◆ Exercise details ◆
Exact repetition of every entry is required.

[Entries from a pointing dataset]
(begin)

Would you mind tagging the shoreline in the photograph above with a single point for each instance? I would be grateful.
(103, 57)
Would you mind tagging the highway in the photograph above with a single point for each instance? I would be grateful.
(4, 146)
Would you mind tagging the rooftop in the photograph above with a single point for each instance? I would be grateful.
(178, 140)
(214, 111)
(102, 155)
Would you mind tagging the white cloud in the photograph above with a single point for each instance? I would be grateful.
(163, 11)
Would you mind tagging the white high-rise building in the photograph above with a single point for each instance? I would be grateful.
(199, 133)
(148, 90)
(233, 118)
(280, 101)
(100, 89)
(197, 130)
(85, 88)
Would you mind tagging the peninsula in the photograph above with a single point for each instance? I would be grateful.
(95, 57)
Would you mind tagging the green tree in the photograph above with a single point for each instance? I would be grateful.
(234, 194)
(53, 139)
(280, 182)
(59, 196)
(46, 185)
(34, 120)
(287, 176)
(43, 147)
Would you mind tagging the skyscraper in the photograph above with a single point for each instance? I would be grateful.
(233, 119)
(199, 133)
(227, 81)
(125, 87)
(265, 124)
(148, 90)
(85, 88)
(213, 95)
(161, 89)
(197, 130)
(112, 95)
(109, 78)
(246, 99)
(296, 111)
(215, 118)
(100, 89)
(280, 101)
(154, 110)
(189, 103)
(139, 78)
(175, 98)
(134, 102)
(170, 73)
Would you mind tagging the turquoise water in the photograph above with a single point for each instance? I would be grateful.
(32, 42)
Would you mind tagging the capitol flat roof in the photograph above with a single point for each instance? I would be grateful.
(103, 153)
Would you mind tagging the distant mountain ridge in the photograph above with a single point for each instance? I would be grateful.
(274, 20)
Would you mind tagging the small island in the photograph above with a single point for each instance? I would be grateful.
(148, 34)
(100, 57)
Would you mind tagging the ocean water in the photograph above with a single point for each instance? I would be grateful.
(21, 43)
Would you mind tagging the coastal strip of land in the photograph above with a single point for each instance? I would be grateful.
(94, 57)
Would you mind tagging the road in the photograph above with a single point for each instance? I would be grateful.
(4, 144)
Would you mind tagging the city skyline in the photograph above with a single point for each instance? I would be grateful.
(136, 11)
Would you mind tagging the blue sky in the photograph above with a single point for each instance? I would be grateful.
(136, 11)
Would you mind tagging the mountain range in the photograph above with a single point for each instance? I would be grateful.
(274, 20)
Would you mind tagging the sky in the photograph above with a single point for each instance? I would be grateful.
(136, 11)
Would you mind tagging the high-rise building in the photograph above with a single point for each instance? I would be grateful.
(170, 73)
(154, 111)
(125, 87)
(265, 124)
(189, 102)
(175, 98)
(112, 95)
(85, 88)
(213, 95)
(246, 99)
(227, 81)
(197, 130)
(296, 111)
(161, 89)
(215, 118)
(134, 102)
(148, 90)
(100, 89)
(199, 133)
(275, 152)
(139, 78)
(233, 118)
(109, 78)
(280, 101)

(end)

◆ The answer ◆
Would you mind tagging the shoreline in the photograph above with a single point for each instance? I would be grateful.
(103, 57)
Would you mind tagging the highway in the photograph above with a single point for each instance? I would be grateful.
(4, 146)
Would you mind tagging the rooftop in the photograph above with a single point for each instance? I would be grateful.
(178, 140)
(214, 111)
(102, 155)
Would you mind tagging the white cloud in the photograph above with a single point for each instance? I would be grateful.
(163, 11)
Would you mind tagging the white high-rise building in the photograph above with a single point for each instance? I would be grateful.
(199, 133)
(148, 90)
(233, 118)
(280, 101)
(100, 89)
(197, 130)
(85, 88)
Would you mind tagging the peninsula in the photograph above with a single point for each instance? I would be grateful.
(95, 57)
Would you mind tagging the green tree in the photograph above with a single point for each instance? I would be grateful.
(234, 194)
(53, 139)
(280, 182)
(59, 196)
(46, 185)
(34, 120)
(287, 176)
(43, 147)
Would you mind tagging the skyscraper in the photograph above with a single point for each instance? I would be grateful.
(233, 119)
(199, 133)
(227, 81)
(125, 87)
(265, 124)
(148, 90)
(85, 88)
(213, 95)
(161, 89)
(197, 130)
(112, 95)
(109, 78)
(246, 99)
(296, 111)
(215, 118)
(100, 89)
(280, 101)
(154, 110)
(189, 103)
(139, 78)
(175, 98)
(134, 102)
(170, 73)
Would you mind tagging the turquoise water in the photograph above with a single point for each instance? I would be grateful.
(32, 42)
Would you mind tagging the capitol flat roof in the photograph above with a single point for each instance? I would be grateful.
(103, 153)
Would you mind tagging the distant mountain ridge in the photograph above with a single point for each instance? I would be grateful.
(274, 20)
Would you mind tagging the small island in the photograph above with a single point for each instance? I would be grateful.
(148, 34)
(100, 57)
Would you mind tagging the ocean water in the photograph above with a single point for each instance? I would be grateful.
(21, 43)
Would you mind tagging the coastal strip of land in the photograph above with a single point for each instance? I would be grateful.
(94, 57)
Would you mind tagging the road in the photograph above with a single point for each instance? I would be grateful.
(4, 144)
Would you mind tagging the city skyline in the photograph above with a single point for each instance? I would be grateful.
(136, 11)
Would you mind tagging the blue sky in the photograph above with a single point for each instance? I would be grateful.
(136, 11)
Would you mind tagging the mountain range in the photograph above with a single point for each instance? I would be grateful.
(274, 20)
Would you mind tagging the sky in the photograph above with a single point for each instance? I would be grateful.
(136, 11)
Would you mind tagging the high-rise building in the photograph above with a single point for each instance? I would be grateful.
(170, 73)
(154, 111)
(125, 87)
(265, 124)
(189, 102)
(175, 98)
(112, 95)
(85, 88)
(213, 95)
(246, 99)
(227, 81)
(197, 130)
(296, 111)
(161, 89)
(215, 118)
(134, 102)
(148, 90)
(100, 89)
(199, 133)
(275, 152)
(139, 78)
(233, 118)
(109, 78)
(280, 101)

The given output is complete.